> **GIVEN INSTRUCTION**
Quote every line below exactly and skip any picture.

> **SUPPLIED RECORDS**

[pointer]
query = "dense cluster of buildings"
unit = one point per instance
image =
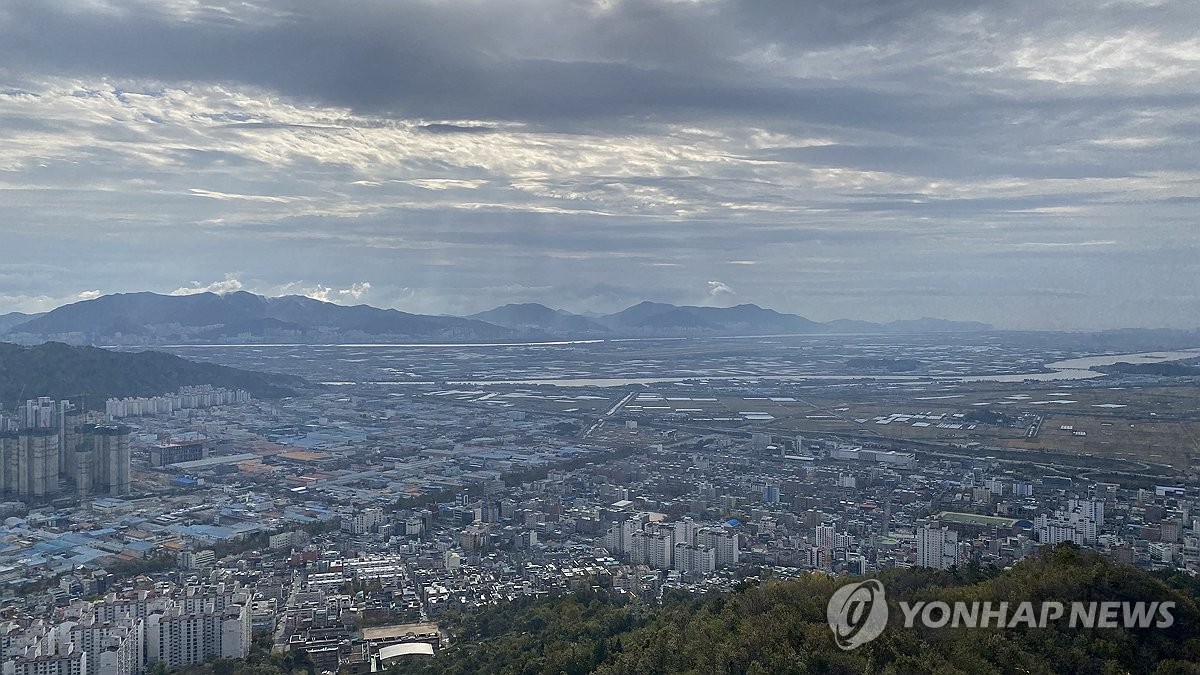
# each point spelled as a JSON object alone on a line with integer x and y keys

> **REPLY TO THE EXERCISE**
[pointer]
query = "dense cluster of buildings"
unit = one point per instance
image =
# each point spelled as a JSON object alone on a line with integer x and y keys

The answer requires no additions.